Eine zentrale Erkenntnis von Clare Graves: Bewusstseinsentwicklung verläuft nicht linear, sondern sowohl kontinuierlich innerhalb eines Levels als auch sprunghaft beim Übergang zum nächsten. Diese Sprünge passieren meist nicht freiwillig – sie sind Reaktionen auf äußere Herausforderungen, die mit dem bisherigen Werte- und Verhaltenssystem nicht mehr bewältigt werden können. Und das geschieht sowohl auf der individuellen als auch kollektiven Ebene.
Graves formulierte dies folgendermaßen: „“Kurz zusammengefasst behaupte ich, dass die Psychologie reifer Menschen ein sich entfaltender, aus vorhergehenden Stadien hervorgehender, oszillierender, spiralförmiger Prozess ist, gekennzeichnet durch die Unterordnung älterer Verhaltenssysteme mit geringerem Rang, der zu neueren darüber liegenden höheren Systemen fortschreitet, wenn sich die existentiellen Probleme der Menschheit verändern.“
Diese Formulierung beinhaltet ein paar interessante Aspekte:
- Es ist ein sich-entfaltender (‚emergenter‘) Prozess
Neue existentielle Probleme werden durch die Entwicklung neuer Wertesysteme gelöst. Nach Graves gibt es hier keine finale Ebene, die Entwicklung nach ‚oben‘ ist offen. - Der Prozess ist spiralförmig
Gewisse Stadien werden auf höherer Bewusstseins- bzw. Werteebene wieder durchlaufen. Dies ist hier nicht weiter skizziert. - Wechselwirkung System – Umwelt
Diese Entwicklung ist ein Wechselspiel zwischen ‚System‘ (Individuum / Kollektiv) und der Umwelt. Daher wird oft von einer ‚Doppelhelix‘ gesprochen, welche beides abbildet. Passen die Werte des ‚Systems‘ zur Umwelt, spricht man von Passung. - Es ist eine Art Pendelbewegung – abwechselnd stehen das Individuumund die Gemeinschaft im Fokus
- Integration & vollständiges Durchlaufen der vorherigen Ebenen
Eine Ebene lässt sich dabei nicht einfach überspringen. Jedes Level baut auf den vorherigen auf und muss vollständig integriert sein, um langfristig wirksam in ein neues Bewusstsein hineinzuwachsen. Mit dem Modell kann leichter erkannt werden, wenn gewisse Ebenen ‚gefaked‘ werden. Gerne wird z.B. so getan, als könnte man von orange direkt zu gelb springen (z.B. im Berater-Business), oder von blau zu grün (z.B. gemeinschaftlich orientierte Menschen/Gruppen/Wohnformen, welchen es auf der ‚linken‘ Seite an Reifung fehlt)Wichtig hier: „Höher“ heißt nicht automatisch „besser“. Je nach Kontext können frühere Levels genauso hilfreich sein – entscheidend ist die Passung zur aktuellen Situation.

* IHRE AUFGABE *
Führen Sie den Auszug über das Modell der Bewusstseinsentwicklung nach Clare Graves im Anschluss an seinen letzten Satz fort.

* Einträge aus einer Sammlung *
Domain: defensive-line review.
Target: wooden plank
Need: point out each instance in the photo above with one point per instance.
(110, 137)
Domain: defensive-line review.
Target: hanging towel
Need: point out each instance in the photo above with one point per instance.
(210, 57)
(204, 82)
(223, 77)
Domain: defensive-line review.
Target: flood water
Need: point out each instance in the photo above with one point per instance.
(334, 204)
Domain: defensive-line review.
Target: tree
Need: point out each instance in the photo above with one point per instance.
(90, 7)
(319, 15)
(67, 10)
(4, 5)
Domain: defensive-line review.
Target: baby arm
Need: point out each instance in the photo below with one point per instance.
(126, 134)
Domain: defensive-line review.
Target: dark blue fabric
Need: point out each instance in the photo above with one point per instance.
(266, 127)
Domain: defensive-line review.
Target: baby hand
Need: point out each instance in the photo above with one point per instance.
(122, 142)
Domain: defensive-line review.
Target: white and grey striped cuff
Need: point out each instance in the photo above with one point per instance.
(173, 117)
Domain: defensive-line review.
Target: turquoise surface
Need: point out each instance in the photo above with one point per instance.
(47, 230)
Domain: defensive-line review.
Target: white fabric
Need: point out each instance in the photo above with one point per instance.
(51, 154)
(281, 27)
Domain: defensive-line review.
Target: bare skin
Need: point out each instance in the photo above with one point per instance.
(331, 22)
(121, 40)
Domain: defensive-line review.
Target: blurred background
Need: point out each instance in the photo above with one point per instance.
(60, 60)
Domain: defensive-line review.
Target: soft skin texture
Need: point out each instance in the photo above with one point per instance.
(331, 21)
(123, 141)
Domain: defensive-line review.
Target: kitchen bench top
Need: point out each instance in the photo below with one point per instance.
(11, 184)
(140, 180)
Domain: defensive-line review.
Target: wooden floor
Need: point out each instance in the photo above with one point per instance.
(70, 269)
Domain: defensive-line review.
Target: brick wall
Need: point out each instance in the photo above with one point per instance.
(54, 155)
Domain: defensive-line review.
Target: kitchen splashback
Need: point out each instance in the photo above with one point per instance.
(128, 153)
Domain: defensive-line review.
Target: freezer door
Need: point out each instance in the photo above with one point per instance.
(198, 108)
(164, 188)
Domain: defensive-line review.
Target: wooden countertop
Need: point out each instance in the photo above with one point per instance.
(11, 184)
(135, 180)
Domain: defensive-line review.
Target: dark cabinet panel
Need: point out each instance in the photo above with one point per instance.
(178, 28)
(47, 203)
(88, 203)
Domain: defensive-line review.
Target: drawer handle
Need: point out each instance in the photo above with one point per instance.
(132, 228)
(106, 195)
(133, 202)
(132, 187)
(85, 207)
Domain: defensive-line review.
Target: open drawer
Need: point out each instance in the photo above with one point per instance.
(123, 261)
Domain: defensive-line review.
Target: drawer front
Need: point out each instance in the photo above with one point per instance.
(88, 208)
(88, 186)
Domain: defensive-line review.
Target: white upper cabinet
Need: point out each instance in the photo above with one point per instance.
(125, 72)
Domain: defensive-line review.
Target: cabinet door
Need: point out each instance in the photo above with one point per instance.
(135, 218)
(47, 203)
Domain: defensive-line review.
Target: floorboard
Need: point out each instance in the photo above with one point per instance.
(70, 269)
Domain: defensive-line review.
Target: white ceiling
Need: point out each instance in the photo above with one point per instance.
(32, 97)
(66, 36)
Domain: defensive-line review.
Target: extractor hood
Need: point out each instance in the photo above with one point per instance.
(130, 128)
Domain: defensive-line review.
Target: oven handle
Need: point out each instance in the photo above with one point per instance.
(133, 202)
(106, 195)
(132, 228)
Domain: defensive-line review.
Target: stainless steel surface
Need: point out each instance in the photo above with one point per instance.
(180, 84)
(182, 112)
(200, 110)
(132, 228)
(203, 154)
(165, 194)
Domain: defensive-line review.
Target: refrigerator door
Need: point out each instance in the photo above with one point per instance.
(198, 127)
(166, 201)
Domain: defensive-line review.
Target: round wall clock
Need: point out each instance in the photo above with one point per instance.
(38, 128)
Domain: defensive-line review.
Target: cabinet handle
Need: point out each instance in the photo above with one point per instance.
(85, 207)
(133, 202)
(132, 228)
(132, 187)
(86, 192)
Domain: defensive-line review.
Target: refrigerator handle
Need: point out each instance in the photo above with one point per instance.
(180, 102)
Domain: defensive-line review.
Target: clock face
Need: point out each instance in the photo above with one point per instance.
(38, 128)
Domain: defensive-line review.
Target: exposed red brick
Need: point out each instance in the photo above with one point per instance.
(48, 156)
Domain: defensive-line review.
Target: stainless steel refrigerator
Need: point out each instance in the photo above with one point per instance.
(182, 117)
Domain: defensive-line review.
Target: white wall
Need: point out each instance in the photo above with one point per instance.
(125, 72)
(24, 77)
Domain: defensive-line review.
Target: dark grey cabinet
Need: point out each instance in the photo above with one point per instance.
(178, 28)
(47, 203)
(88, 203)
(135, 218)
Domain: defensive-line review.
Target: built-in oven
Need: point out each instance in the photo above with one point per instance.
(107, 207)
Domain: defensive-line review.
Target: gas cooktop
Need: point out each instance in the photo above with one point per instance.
--
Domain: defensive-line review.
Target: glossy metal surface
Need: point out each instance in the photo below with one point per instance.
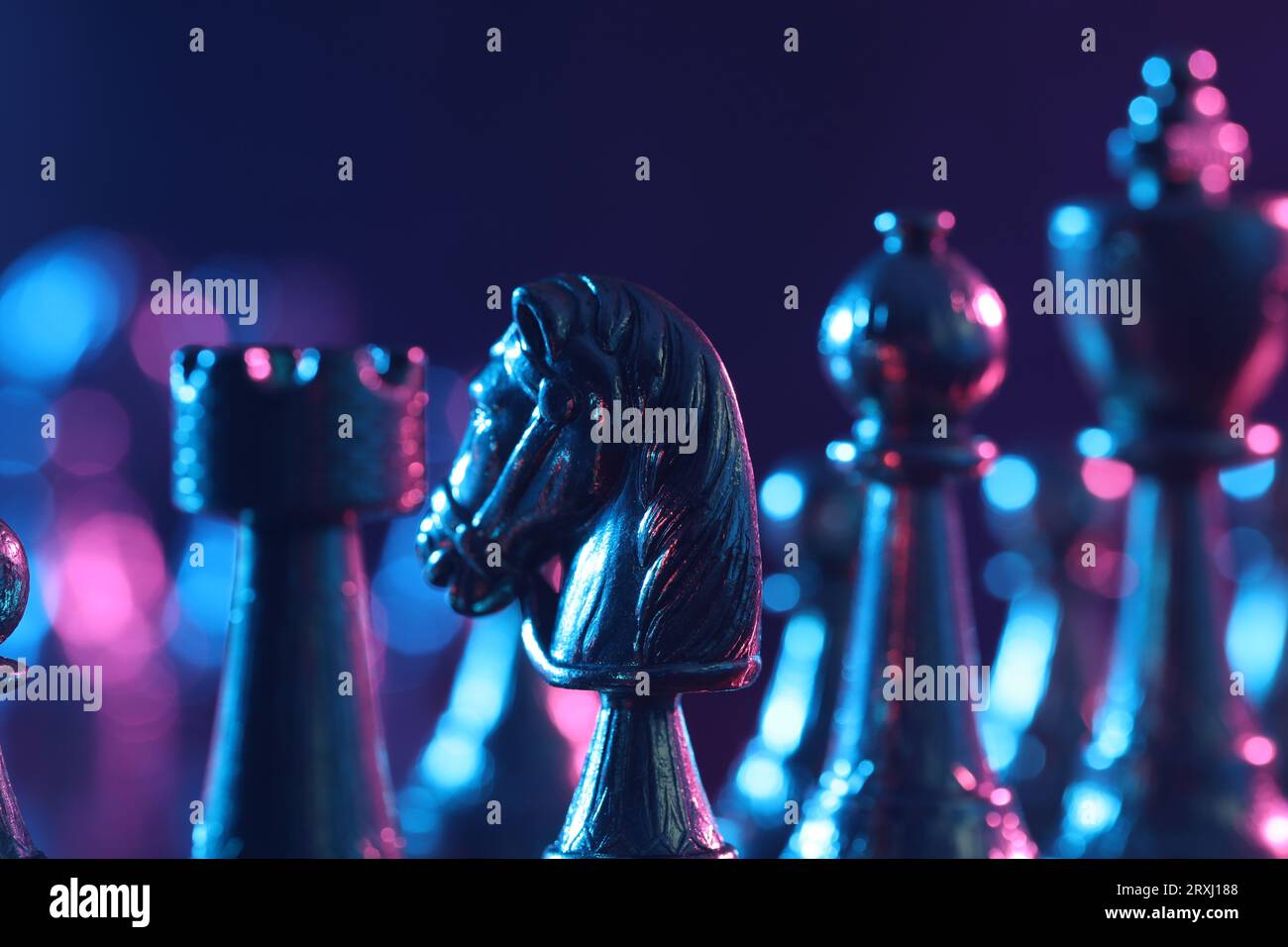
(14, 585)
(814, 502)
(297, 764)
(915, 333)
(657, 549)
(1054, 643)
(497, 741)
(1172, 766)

* MUSTERLÖSUNG *
Beispiele:
- Der Führungsstil in einem patriarchal geführten Unternehmen ist im Graves‘schen Modell lila. Sofern das der richtige Rahmen für alle Mitarbeiter ist, liegt hier Passung vor.
- In einer kriegerischen Auseinandersetzung wäre das Vorherrschen von grün fatal.
- Ein aufstrebendes Startup hat idR viel orange/grün und anfänglich weniger blau.
- In einer Fab für die Herstellung von Halbleiterchips müssen alle Prozesse in sehr engen Grenzen zuverlässig durchgeführt werden, damit am Ende ein funktionierendes und zuverlässiges Bauteil. D.h. ein guter Anteil von blau ist hier essentiell.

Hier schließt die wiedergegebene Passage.